(Work instructions): In the listing below, copy every line from the one containing "Find the fence" up to and including the final line, keeping the labeling requests unchanged. Add -42 to each x and y coordinate in the answer points.

******************************

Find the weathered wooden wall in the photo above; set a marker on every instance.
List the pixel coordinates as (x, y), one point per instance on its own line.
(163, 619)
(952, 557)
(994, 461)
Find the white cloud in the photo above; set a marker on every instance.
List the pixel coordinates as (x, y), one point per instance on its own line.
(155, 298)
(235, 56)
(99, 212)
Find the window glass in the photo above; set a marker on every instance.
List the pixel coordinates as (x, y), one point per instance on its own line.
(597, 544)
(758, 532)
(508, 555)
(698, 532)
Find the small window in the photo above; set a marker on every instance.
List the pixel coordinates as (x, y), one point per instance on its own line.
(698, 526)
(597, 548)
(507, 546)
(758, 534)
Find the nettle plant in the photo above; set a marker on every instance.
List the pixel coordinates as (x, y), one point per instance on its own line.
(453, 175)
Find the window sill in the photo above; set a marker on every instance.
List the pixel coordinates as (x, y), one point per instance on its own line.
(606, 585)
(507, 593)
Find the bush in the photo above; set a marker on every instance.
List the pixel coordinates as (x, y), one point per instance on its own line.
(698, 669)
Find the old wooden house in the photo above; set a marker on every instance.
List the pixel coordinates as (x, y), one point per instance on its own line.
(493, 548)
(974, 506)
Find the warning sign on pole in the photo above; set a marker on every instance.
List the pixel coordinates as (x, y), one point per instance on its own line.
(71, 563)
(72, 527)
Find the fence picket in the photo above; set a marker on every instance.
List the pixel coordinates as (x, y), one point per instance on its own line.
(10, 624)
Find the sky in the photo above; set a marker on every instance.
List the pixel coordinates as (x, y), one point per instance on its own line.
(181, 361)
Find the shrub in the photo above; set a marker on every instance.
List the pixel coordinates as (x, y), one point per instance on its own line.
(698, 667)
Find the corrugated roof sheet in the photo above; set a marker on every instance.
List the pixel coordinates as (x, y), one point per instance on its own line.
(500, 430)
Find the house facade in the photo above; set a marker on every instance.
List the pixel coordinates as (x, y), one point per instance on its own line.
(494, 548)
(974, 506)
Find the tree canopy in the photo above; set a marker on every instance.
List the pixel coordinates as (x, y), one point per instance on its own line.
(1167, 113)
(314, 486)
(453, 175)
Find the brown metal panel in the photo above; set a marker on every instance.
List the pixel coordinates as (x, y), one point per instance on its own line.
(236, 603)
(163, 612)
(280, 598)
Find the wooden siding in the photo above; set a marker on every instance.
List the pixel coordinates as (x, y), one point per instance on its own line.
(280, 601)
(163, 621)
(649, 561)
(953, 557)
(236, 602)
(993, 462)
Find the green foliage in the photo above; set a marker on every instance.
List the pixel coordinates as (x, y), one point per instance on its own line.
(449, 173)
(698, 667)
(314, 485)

******************************

(Answer to this problem):
Find the fence picket in the photo above; set a marker on every instance.
List the pixel coordinates as (x, y), one point per instance on its own line.
(-32, 582)
Find the sky in the photo above; set a marker on every instance.
List the pixel coordinates as (x, y), one point per instance on its own line.
(139, 319)
Find the shrub in the photo above; set a marker on every instance.
List the pixel coordinates as (x, y), one point per instance on its own line.
(656, 625)
Find the corrugated roof sheet in the photo above; set a marker on every instance.
List the pixel coordinates as (x, y), one point per instance on its own line.
(458, 388)
Find the house facade in the photo above; set a marker on every instance.
List the pixel coordinates as (x, y), one point per instance on its own line.
(452, 506)
(932, 464)
Find the tree canopy in the photo above; set a marker on every instance.
List the pixel coordinates as (x, y), one point per instance on its own line.
(1125, 71)
(272, 444)
(411, 133)
Find the brown metal panel in the photo above; set a marker on every instance.
List the pixel coordinates as (x, y), one point per instance on its own line.
(194, 561)
(121, 570)
(238, 556)
Find the wooden siding in the photo above; set a marker on every instance.
List the pixel coordinates as (x, y), one point per instance on its own line.
(238, 559)
(121, 579)
(607, 519)
(911, 515)
(194, 560)
(951, 420)
Find the green foliage in the photo above; set a marker on every instance.
List the pixel coordinates as (x, y), one point per instance on its own line.
(407, 131)
(656, 625)
(272, 443)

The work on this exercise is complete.